WHAT YOU WILL DO –
A: Which U.S. states does the minimum wage passage name?
B: Repeat the minimum wage passage word for word, starting at the words "The question, therefore, remains: why" and ending after "minimum wage workers.".

EXTRACT TO READ –
----

The question, therefore, remains: why are they only looking to raise the wage to $15? Why not double or triple it? Or increase it by a full order of magnitude? The answer is obvious… because increasing the minimum wage nationally will cause extensive damage to small businesses, to taxpayers, and to the very individuals the effort is intended to help; minimum wage workers.
According to the non-partisan Congressional Budget Office, approximately 900,000 Americans would be lifted out of poverty with the wage hike; which is good news. But 1.4 million jobs would be lost in the process. More people would see their wages totally eliminated than those that would see a wage increase. The National Restaurant Association is urging Congress to sit tight on the minimum wage, explaining the measure would “cut jobs, decrease hours, increase menu prices, and close down [restaurants] altogether in some cases.” Increasing the minimum wage would be devastating to small businesses, particularly restaurants.
Perhaps the best argument against a nationwide increase to the minimum wage is the country’s disparities in costs of living (COL) by state. America is a big country, and what makes sense in Oregon doesn’t always make sense in Tennessee.
On average, the state with the highest COL is Hawaii with a COL rating of 196.3, which is more than double that of Mississippi’s 84.8 rating. It’s more than twice as expensive to live in Hawaii as it is to live in Mississippi, so how does it make sense to apply the same national minimum wage? The answer is: it doesn’t. Government is not the solution to all of our problems, and that statement is especially true when it comes to the federal government. A minimum wage increase applied equally across all fifty states will result in an increase in wages for some, but a total elimination of wages for even more.

----

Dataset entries
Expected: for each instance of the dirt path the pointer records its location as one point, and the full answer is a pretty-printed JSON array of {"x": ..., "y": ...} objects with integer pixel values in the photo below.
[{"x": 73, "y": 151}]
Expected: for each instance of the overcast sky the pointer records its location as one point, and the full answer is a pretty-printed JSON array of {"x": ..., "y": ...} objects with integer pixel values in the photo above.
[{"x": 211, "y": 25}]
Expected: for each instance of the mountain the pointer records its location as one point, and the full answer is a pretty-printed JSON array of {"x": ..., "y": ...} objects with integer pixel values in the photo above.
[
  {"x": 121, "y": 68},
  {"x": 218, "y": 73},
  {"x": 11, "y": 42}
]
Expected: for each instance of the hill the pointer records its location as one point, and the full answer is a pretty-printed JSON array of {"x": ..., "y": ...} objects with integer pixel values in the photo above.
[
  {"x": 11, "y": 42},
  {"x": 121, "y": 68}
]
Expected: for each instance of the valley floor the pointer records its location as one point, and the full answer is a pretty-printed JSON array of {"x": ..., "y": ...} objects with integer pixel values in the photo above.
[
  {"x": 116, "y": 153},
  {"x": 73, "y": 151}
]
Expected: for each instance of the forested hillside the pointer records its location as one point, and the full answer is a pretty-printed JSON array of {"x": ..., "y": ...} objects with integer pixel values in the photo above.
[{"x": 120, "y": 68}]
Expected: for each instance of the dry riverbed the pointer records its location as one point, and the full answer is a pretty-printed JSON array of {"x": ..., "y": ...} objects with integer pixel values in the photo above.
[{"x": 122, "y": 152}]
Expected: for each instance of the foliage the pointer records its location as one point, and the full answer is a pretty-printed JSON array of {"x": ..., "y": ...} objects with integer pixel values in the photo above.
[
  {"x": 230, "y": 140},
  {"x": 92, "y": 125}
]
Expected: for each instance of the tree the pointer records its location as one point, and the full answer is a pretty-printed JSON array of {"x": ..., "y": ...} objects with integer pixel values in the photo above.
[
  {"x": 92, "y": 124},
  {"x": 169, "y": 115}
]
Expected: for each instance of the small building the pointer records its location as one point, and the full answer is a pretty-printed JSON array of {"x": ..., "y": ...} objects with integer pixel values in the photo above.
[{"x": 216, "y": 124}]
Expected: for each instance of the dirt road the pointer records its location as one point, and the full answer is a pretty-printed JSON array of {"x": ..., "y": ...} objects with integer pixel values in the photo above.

----

ACTIVITY ANSWERS –
A: Oregon, Tennessee, Hawaii, Mississippi

B:
The question, therefore, remains: why are they only looking to raise the wage to $15? Why not double or triple it? Or increase it by a full order of magnitude? The answer is obvious… because increasing the minimum wage nationally will cause extensive damage to small businesses, to taxpayers, and to the very individuals the effort is intended to help; minimum wage workers.